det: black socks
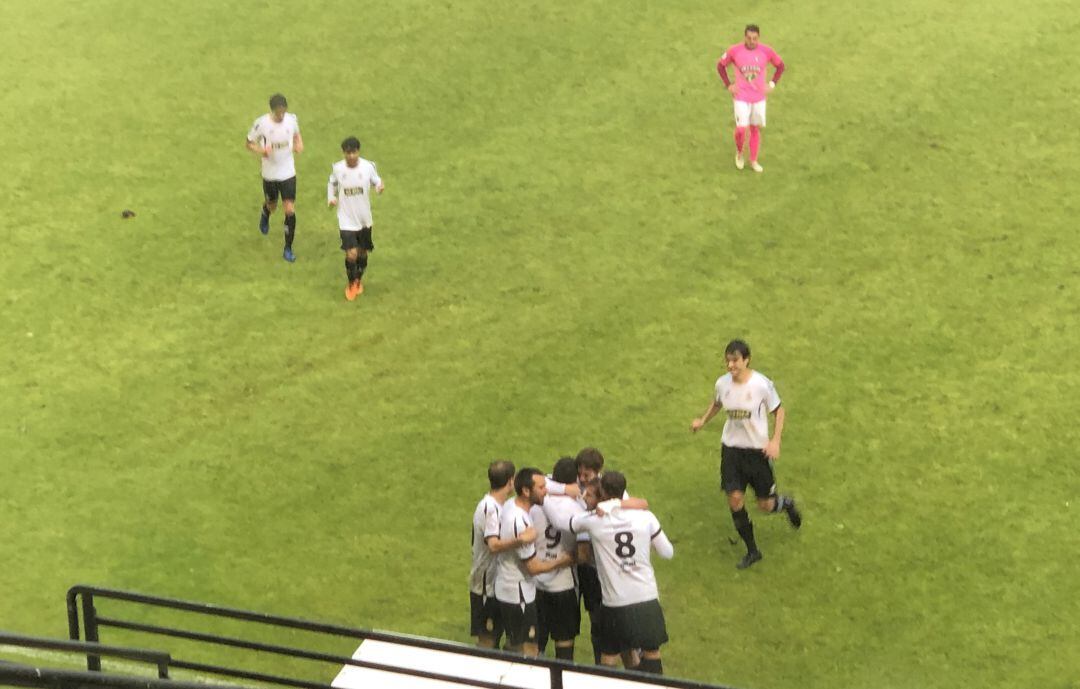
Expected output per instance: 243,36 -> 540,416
731,508 -> 757,553
285,213 -> 296,248
634,658 -> 664,675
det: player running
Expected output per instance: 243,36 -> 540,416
326,136 -> 383,301
690,340 -> 802,569
247,93 -> 303,264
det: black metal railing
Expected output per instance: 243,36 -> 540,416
0,632 -> 172,679
61,585 -> 727,689
0,662 -> 248,689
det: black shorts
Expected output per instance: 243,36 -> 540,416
338,227 -> 375,252
720,445 -> 777,498
537,589 -> 581,644
499,600 -> 537,648
262,177 -> 296,201
593,599 -> 667,656
578,565 -> 603,613
469,592 -> 502,641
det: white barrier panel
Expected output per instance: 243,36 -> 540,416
330,640 -> 654,689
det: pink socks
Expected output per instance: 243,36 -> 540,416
735,126 -> 746,154
735,125 -> 761,161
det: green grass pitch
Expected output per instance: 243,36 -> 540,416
0,0 -> 1080,689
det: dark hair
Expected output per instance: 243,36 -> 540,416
487,459 -> 515,490
724,340 -> 750,359
551,457 -> 578,484
514,467 -> 543,495
600,471 -> 626,498
573,447 -> 604,473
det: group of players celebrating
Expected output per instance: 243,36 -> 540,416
470,448 -> 675,674
470,340 -> 802,674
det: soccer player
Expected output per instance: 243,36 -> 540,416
326,136 -> 383,301
690,340 -> 802,569
716,24 -> 784,172
570,471 -> 675,675
562,447 -> 649,665
247,93 -> 303,264
495,467 -> 573,657
529,457 -> 585,661
469,459 -> 537,648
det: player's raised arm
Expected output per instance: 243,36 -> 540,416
525,552 -> 573,577
764,405 -> 787,459
372,163 -> 386,193
690,400 -> 723,433
769,46 -> 784,89
652,529 -> 675,559
716,53 -> 735,93
326,167 -> 337,206
484,526 -> 537,553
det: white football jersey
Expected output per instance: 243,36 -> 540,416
326,158 -> 382,230
570,510 -> 671,608
529,495 -> 580,593
247,112 -> 300,181
714,370 -> 780,449
495,500 -> 537,605
469,494 -> 502,598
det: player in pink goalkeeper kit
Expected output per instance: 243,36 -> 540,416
716,24 -> 784,172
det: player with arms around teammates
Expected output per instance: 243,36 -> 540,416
529,457 -> 585,661
326,136 -> 383,301
716,24 -> 784,172
690,340 -> 802,569
469,459 -> 537,648
569,471 -> 675,675
495,467 -> 573,657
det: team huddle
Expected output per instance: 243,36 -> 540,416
470,448 -> 675,674
470,340 -> 802,674
247,20 -> 802,674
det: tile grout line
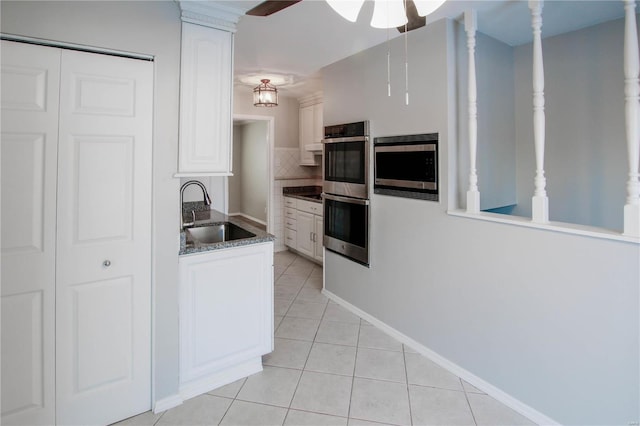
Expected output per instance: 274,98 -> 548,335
458,377 -> 478,426
282,268 -> 328,425
402,343 -> 413,425
347,318 -> 362,424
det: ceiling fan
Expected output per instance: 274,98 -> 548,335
246,0 -> 426,33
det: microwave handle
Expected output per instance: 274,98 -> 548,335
322,136 -> 369,143
323,194 -> 369,206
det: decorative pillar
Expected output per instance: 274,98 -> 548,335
624,0 -> 640,237
529,0 -> 549,223
464,10 -> 480,213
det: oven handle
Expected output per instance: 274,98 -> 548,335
322,136 -> 369,143
323,194 -> 369,206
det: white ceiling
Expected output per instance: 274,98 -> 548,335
224,0 -> 624,97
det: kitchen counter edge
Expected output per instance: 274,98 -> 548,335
178,210 -> 276,256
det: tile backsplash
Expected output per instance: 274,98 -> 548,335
273,148 -> 322,180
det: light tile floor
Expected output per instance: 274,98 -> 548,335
118,252 -> 533,426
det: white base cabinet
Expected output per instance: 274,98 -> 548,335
179,242 -> 273,399
285,197 -> 324,263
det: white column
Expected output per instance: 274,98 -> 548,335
624,0 -> 640,237
529,0 -> 549,223
464,10 -> 480,213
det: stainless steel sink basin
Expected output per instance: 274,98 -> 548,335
186,222 -> 256,244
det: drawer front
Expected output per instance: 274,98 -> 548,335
284,217 -> 297,231
284,207 -> 297,220
284,229 -> 298,249
284,197 -> 298,209
297,200 -> 322,216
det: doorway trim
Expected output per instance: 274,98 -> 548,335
225,114 -> 275,234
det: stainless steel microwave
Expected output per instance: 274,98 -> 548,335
373,133 -> 439,201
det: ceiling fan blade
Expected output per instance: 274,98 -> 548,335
246,0 -> 302,16
397,0 -> 427,33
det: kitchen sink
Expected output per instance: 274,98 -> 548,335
186,222 -> 256,244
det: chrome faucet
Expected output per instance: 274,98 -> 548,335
180,180 -> 211,229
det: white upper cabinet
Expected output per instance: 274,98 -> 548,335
178,22 -> 233,176
299,93 -> 324,166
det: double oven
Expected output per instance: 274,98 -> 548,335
322,121 -> 370,266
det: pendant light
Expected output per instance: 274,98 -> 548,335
253,78 -> 278,106
327,0 -> 446,28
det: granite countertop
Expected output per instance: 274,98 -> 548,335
178,210 -> 275,256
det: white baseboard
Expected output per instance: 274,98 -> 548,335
322,288 -> 560,425
153,395 -> 184,413
180,356 -> 262,400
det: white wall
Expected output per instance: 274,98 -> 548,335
323,16 -> 640,424
455,25 -> 516,210
513,15 -> 629,231
228,124 -> 244,214
229,121 -> 270,224
241,121 -> 269,223
0,1 -> 180,400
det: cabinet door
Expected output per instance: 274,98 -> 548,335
313,103 -> 324,143
313,216 -> 324,262
178,22 -> 232,175
300,105 -> 317,166
296,210 -> 314,257
0,40 -> 60,425
180,243 -> 273,386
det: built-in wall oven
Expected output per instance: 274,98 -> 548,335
322,121 -> 370,198
322,121 -> 371,266
323,194 -> 369,265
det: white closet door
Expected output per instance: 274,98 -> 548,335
56,51 -> 153,425
0,41 -> 60,425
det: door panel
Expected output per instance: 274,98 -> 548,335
71,277 -> 134,392
56,51 -> 153,424
71,136 -> 134,246
2,291 -> 45,416
0,40 -> 61,425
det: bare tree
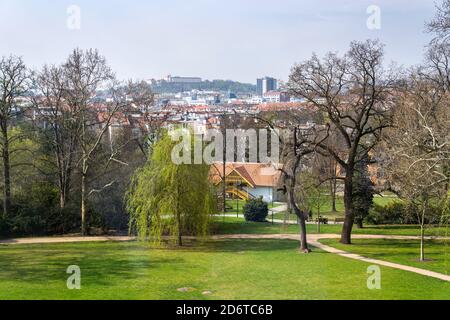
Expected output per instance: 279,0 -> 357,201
33,66 -> 79,209
288,40 -> 393,244
427,0 -> 450,42
385,71 -> 450,261
0,56 -> 29,216
63,49 -> 127,235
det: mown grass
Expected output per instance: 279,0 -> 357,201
211,217 -> 448,236
0,240 -> 450,299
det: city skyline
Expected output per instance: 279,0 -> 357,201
0,0 -> 440,83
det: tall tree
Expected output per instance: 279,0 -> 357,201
32,66 -> 80,209
353,155 -> 374,228
127,134 -> 213,246
385,71 -> 450,260
0,56 -> 29,216
288,40 -> 393,244
62,49 -> 125,235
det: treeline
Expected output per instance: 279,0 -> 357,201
0,49 -> 153,236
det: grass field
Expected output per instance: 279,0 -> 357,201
320,239 -> 450,274
0,240 -> 450,299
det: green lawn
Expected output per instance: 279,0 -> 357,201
320,239 -> 450,276
268,194 -> 400,222
0,240 -> 450,299
211,217 -> 446,236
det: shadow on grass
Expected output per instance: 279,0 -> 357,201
0,243 -> 184,285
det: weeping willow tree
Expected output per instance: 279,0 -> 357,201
127,133 -> 214,246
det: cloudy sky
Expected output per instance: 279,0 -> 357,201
0,0 -> 435,82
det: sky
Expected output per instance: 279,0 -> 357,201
0,0 -> 435,83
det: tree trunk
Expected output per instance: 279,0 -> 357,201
317,206 -> 320,233
81,169 -> 87,236
289,187 -> 311,253
177,213 -> 183,247
420,224 -> 425,261
330,159 -> 337,212
340,172 -> 355,244
2,124 -> 11,217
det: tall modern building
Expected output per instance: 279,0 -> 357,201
256,77 -> 277,96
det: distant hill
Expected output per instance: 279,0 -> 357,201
152,80 -> 256,93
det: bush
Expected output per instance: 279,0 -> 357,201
366,201 -> 443,225
365,201 -> 414,225
244,198 -> 269,222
- - - - -
Given request: Print again the material above, limited to the lines from the one holding "det: grass field" through the last, inclusive.

Complete answer:
det: grass field
Expected output per instance: 279,0 -> 357,201
320,239 -> 450,274
0,240 -> 450,299
det: green lawn
Expected output per instance: 279,0 -> 357,201
320,239 -> 450,276
268,194 -> 400,222
0,240 -> 450,299
211,217 -> 446,236
det: shadow on grass
Expected output per instance: 279,0 -> 357,201
0,243 -> 184,285
det: weeping willow tree
Expected output per instance: 279,0 -> 357,201
127,133 -> 214,246
det: cloudy sky
Expected output per instance: 279,0 -> 357,201
0,0 -> 435,82
det: sky
Expected output per instance: 279,0 -> 357,201
0,0 -> 435,83
det: tree trunk
Expected output per instance: 279,0 -> 357,201
317,206 -> 320,233
81,169 -> 87,236
289,187 -> 311,253
177,213 -> 183,247
420,224 -> 425,261
330,159 -> 337,212
340,172 -> 355,244
2,124 -> 11,217
det: tall modern building
Expected output per instance: 279,0 -> 357,201
256,77 -> 277,96
det: distant hill
Expected output per instance: 279,0 -> 357,201
152,80 -> 256,93
det: bush
Expected output per instance: 279,0 -> 357,201
366,201 -> 443,225
365,201 -> 414,225
244,198 -> 269,222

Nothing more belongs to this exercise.